> Referring expression data:
====================

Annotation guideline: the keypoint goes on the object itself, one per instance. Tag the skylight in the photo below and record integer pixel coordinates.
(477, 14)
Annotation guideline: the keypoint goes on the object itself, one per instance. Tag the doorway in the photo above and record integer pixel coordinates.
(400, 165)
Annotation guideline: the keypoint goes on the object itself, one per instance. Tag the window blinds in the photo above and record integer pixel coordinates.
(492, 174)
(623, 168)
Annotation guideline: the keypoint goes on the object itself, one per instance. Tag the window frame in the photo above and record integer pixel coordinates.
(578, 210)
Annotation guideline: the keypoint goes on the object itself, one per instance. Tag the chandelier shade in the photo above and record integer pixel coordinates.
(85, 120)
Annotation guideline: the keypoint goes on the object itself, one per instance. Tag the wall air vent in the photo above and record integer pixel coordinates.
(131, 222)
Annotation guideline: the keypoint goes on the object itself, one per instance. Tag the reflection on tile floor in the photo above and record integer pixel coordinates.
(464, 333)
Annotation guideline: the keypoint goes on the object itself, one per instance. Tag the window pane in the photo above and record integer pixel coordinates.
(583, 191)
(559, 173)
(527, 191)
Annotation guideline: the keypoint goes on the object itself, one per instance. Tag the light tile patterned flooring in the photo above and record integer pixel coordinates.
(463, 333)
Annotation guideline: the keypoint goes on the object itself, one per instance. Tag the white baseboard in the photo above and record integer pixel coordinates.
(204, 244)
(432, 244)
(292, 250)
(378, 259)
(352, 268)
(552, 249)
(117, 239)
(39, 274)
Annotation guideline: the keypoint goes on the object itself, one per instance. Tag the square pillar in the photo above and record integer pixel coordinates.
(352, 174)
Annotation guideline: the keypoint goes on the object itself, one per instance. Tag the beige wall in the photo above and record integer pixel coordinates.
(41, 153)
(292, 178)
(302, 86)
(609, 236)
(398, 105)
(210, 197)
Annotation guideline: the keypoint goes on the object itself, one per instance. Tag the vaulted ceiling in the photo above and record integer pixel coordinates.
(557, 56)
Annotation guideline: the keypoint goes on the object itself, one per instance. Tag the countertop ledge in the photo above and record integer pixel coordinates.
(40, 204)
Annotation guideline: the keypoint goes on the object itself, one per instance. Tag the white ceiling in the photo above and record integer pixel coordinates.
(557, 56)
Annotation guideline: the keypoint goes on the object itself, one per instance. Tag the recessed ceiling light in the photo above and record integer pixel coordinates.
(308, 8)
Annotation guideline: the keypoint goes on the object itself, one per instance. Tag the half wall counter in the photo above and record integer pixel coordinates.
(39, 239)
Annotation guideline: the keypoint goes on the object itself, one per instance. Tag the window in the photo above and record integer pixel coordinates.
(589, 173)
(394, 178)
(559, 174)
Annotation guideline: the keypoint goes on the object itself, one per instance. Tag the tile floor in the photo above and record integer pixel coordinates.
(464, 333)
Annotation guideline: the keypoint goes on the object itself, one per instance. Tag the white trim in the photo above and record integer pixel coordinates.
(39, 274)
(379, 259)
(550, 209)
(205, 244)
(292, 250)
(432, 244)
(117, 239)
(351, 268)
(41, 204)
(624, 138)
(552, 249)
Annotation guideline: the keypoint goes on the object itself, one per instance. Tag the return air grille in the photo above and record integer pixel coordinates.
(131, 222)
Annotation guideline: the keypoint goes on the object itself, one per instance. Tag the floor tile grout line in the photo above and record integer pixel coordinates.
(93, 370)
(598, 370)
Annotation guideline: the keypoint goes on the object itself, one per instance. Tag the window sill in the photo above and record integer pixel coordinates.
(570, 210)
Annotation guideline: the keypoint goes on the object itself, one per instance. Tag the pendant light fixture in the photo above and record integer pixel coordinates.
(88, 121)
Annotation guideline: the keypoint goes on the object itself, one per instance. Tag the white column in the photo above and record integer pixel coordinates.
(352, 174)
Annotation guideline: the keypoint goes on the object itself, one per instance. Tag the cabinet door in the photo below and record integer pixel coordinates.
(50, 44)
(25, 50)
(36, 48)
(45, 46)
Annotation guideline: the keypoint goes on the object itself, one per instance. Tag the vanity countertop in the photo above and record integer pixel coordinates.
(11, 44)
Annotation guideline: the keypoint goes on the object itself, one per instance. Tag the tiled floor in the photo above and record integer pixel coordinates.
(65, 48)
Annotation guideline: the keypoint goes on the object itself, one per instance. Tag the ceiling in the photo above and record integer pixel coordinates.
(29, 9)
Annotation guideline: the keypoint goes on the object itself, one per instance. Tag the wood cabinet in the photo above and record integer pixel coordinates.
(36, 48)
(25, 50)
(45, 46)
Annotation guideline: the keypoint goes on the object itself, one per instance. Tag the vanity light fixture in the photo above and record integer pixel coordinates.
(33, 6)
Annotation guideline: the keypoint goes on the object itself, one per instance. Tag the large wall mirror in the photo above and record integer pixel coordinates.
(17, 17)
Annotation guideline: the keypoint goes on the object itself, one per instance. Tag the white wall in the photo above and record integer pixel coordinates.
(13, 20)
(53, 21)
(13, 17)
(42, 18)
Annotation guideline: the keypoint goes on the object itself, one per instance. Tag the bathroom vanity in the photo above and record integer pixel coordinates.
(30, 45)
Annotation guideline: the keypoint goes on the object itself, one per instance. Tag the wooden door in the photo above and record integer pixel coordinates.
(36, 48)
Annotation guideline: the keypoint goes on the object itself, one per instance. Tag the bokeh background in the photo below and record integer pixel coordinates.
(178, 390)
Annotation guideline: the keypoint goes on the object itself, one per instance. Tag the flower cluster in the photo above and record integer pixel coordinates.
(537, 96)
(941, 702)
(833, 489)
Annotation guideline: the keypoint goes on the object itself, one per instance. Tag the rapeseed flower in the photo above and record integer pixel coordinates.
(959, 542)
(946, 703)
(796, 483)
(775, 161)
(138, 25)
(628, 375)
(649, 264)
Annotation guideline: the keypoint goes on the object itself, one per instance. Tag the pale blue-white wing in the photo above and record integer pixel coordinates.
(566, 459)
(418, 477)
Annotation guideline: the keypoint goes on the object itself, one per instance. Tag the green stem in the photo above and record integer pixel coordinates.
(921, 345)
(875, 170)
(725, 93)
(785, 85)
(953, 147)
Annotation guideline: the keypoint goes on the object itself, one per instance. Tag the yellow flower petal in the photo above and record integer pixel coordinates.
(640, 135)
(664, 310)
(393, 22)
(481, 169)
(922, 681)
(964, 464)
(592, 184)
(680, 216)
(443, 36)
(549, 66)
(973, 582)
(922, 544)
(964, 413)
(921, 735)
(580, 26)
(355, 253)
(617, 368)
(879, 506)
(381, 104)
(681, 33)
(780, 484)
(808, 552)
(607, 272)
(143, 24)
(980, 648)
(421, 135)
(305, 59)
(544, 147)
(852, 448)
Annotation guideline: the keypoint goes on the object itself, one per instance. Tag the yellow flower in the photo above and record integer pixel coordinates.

====================

> Aim of the exercise:
All of the lines above must be returned exactly as they stand.

> Your solution:
Annotation guideline: the keypoint goes on the object itself, one per instance. Tag the skylight in the photo below and record integer pixel coordinates.
(477, 14)
Annotation guideline: the keypoint goes on the object itself, one per instance. Tag the doorway in the photo above and record integer pixel coordinates.
(400, 165)
Annotation guideline: the keypoint goes on the object itself, one per instance. Tag the window blinds in the photo above and record integer pixel coordinates.
(492, 174)
(623, 168)
Annotation guideline: the keypoint goes on the object itself, one per instance. Tag the window frame in the photo above and record integer pixel coordinates.
(578, 210)
Annotation guideline: the keypoint goes on the object itself, one per instance. Tag the chandelier shade in the photo above and record integer pixel coordinates.
(85, 120)
Annotation guideline: the keypoint goes on the object itself, one per instance. Tag the wall air vent in the photo above and record integer pixel coordinates.
(131, 222)
Annotation guideline: the keypoint goes on the object itself, one per instance. Tag the reflection on tile floor in the photo above and record integer pixel coordinates.
(464, 333)
Annotation guideline: the keypoint goes on the object itself, one per instance. Tag the window pane in the photo above and record integer pixel coordinates.
(583, 191)
(559, 173)
(527, 191)
Annotation guideline: the keypoint goes on the object itself, one per instance. Tag the light tile patterned flooring in the photo above and record integer pixel coordinates.
(463, 333)
Annotation guideline: the keypoint goes on the object itself, one per instance. Tag the white baseboard in the photo above and record integer pixel coordinates.
(204, 244)
(432, 244)
(292, 250)
(378, 259)
(352, 268)
(552, 249)
(117, 239)
(39, 274)
Annotation guideline: the keypoint goes on the object itself, one per instance. Tag the square pillar in the photo above and record integer pixel coordinates.
(352, 174)
Annotation guideline: the keypoint goes on the object itself, one per instance. Tag the beige wall in the photo above and record integer pixel coordinates.
(41, 153)
(292, 178)
(302, 86)
(609, 236)
(398, 105)
(210, 197)
Annotation guideline: the keypoint goes on the object itself, one per instance. Tag the vaulted ceiling in the photo above and record integer pixel coordinates.
(557, 56)
Annotation guideline: the keypoint goes on the object itself, one per instance. Tag the countertop ledge in the photo above and record integer pixel coordinates.
(40, 204)
Annotation guideline: the keypoint goes on the object itself, one per instance. Tag the white ceiling in the photo above and record integer pixel coordinates.
(557, 56)
Annotation guideline: the keypoint goes on the object itself, one per instance. Tag the recessed ceiling light in the photo above and record integer pixel coordinates.
(308, 8)
Annotation guideline: the keypoint goes on the object itself, one per instance. Tag the half wall counter in the photo above and record integer pixel coordinates.
(39, 239)
Annotation guideline: the keypoint goes on the object itself, one per instance. Tag the window in the photo above and record integer pixel coordinates.
(589, 173)
(394, 178)
(559, 174)
Annotation guideline: the keypoint goes on the object itself, one per instance. Tag the tile floor in the photo above and record integer pixel coordinates.
(464, 333)
Annotation guideline: the keypoint goes on the object itself, one per instance. Tag the white trim in the photo above and record integer pixel coordinates.
(39, 274)
(379, 259)
(550, 209)
(205, 244)
(292, 250)
(432, 244)
(117, 239)
(351, 268)
(41, 204)
(624, 138)
(552, 249)
Annotation guideline: the keypoint goes on the object itself, one per instance. Tag the return air grille in the photo above and record integer pixel coordinates.
(131, 222)
Annotation guideline: the keypoint goes on the object itself, one per instance. Tag the floor tile grout line in the photo above and record integer pixel coordinates.
(93, 370)
(598, 370)
Annotation guideline: the keypoint goes on the object itself, one per instance. Tag the window sill in the photo above and record integer pixel coordinates.
(570, 210)
Annotation guideline: the keypoint goes on the object itself, one per instance. Tag the pendant light fixture in the photo above and record integer pixel coordinates.
(88, 121)
Annotation guideline: the keypoint goes on the object itself, one per instance. Tag the white column in the photo above and record integer pixel coordinates.
(352, 174)
Annotation guideline: the keypoint goes on the object itself, one per instance. Tag the cabinet door in the photo below and record integer pixel coordinates.
(50, 44)
(25, 50)
(36, 48)
(45, 46)
Annotation guideline: the keypoint goes on the object itself, one per instance. Tag the vanity countertop in the photo above and record integer pixel coordinates.
(11, 44)
Annotation guideline: the keypoint goes on the object itself, one per instance. Tag the tiled floor in the photo above and record integer pixel coordinates.
(65, 48)
Annotation guideline: the keypoint goes on the object itself, one per instance. Tag the ceiling in the photo above and record integer pixel coordinates.
(29, 9)
Annotation guideline: the keypoint goes on the object itself, one per instance. Tag the wood cabinet in the photo above and record integer pixel coordinates.
(36, 48)
(25, 50)
(45, 46)
Annotation guideline: the keypoint goes on the object itself, one per instance. Tag the vanity light fixture in the photo above and record integer pixel coordinates.
(33, 6)
Annotation guideline: the keypoint goes on the object itself, one per instance. Tag the large wall mirror in the photo above and record integer pixel coordinates.
(17, 17)
Annotation guideline: the keypoint goes on the object itself, one per instance. Tag the white wall in the photo above and record integer pixel coordinates.
(13, 20)
(53, 21)
(13, 17)
(42, 18)
Annotation guideline: the keypoint goes on the object itself, one per instance. Tag the bathroom vanity in the photo above and record integer pixel coordinates.
(30, 45)
Annotation guideline: the keypoint goes on the object itself, one per instance. Tag the wooden door in the photo above and record integer pixel coordinates.
(36, 48)
Annotation guideline: the keypoint goes on the object itself, one per instance. Tag the bokeh background in the photo below and record integer pixel coordinates.
(178, 390)
Annotation guideline: the keypoint goes on the object itself, one per instance. Tag the flower cluster in the photo above and record integer pixel coordinates.
(537, 96)
(941, 702)
(833, 489)
Annotation guideline: the keypoint goes on the object itself, one per instance. Tag the rapeseed flower in the photo above and record integer pixel coordinates.
(959, 542)
(946, 703)
(796, 483)
(775, 161)
(138, 25)
(628, 375)
(649, 264)
Annotation guideline: the keypoint goes on the object itself, one per instance. Tag the pale blue-white wing in the photo above and record integer pixel coordinates.
(566, 459)
(418, 477)
Annotation guideline: the keypoint goes on the object itself, one per instance. Tag the green stem in the photo above and record integer pixel coordinates.
(921, 345)
(875, 170)
(725, 93)
(785, 85)
(953, 147)
Annotation guideline: the keypoint goes on the object itself, one per instance. Tag the yellow flower petal in the photo above and record integer pixel coordinates.
(640, 135)
(664, 310)
(393, 22)
(481, 169)
(922, 681)
(964, 464)
(592, 184)
(680, 216)
(443, 36)
(549, 66)
(973, 582)
(922, 544)
(964, 413)
(921, 735)
(580, 26)
(355, 253)
(617, 368)
(879, 506)
(381, 104)
(681, 33)
(780, 484)
(808, 552)
(607, 272)
(143, 24)
(980, 648)
(421, 135)
(305, 59)
(544, 147)
(852, 448)
Annotation guideline: the keypoint goes on the object itself, one per instance. Tag the yellow flower in the photo above and record integer pixel coordinates.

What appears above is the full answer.